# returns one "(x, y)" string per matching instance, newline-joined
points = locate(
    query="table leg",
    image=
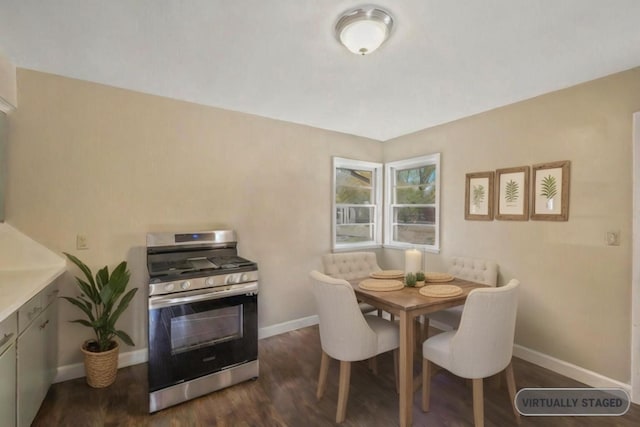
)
(406, 369)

########################################

- _TASK DIRECTIONS_
Set down all the material exactly once more. No pictures.

- _WRITTEN ANSWER_
# returns one "(x, y)" string per matching instance, newline-joined
points = locate(
    query="table leg",
    image=
)
(406, 369)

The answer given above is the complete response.